To do.
Below are records to retype exactly, except for the pictures.

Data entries

- - - - - - -

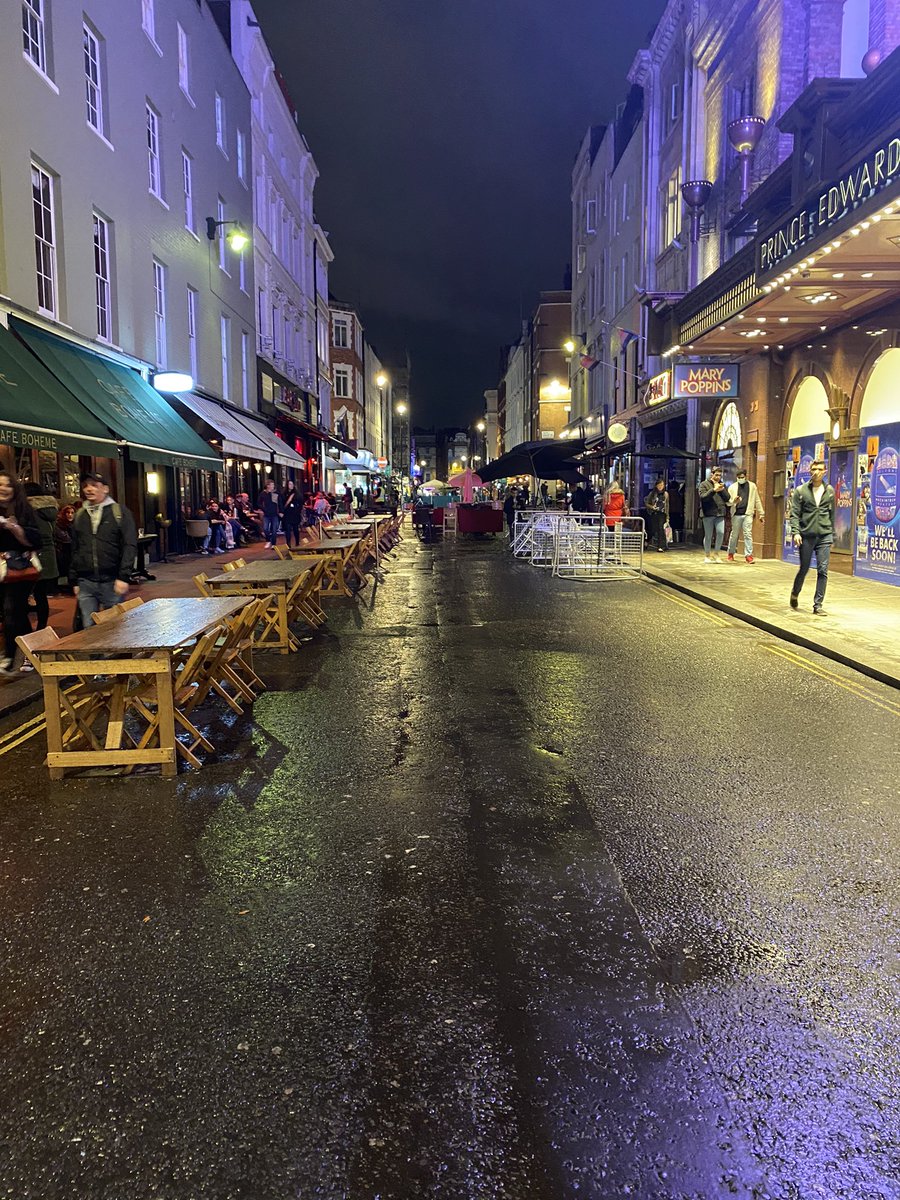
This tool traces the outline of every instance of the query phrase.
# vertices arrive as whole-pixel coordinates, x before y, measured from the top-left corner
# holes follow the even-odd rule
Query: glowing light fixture
[[[184,371],[157,371],[153,376],[153,386],[158,392],[190,392],[194,387],[194,378]]]
[[[159,471],[148,471],[145,477],[148,496],[159,495]]]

- - - - - - -

Your response.
This tool traces the outline of every instance of the query phrase.
# vertices arrive as whole-pixel coordinates, x before y, measured from the top-left corner
# holes follow the even-odd rule
Query: glowing light fixture
[[[184,371],[157,371],[153,376],[153,386],[158,392],[190,392],[194,387],[194,378]]]
[[[159,471],[148,471],[145,477],[148,496],[159,495]]]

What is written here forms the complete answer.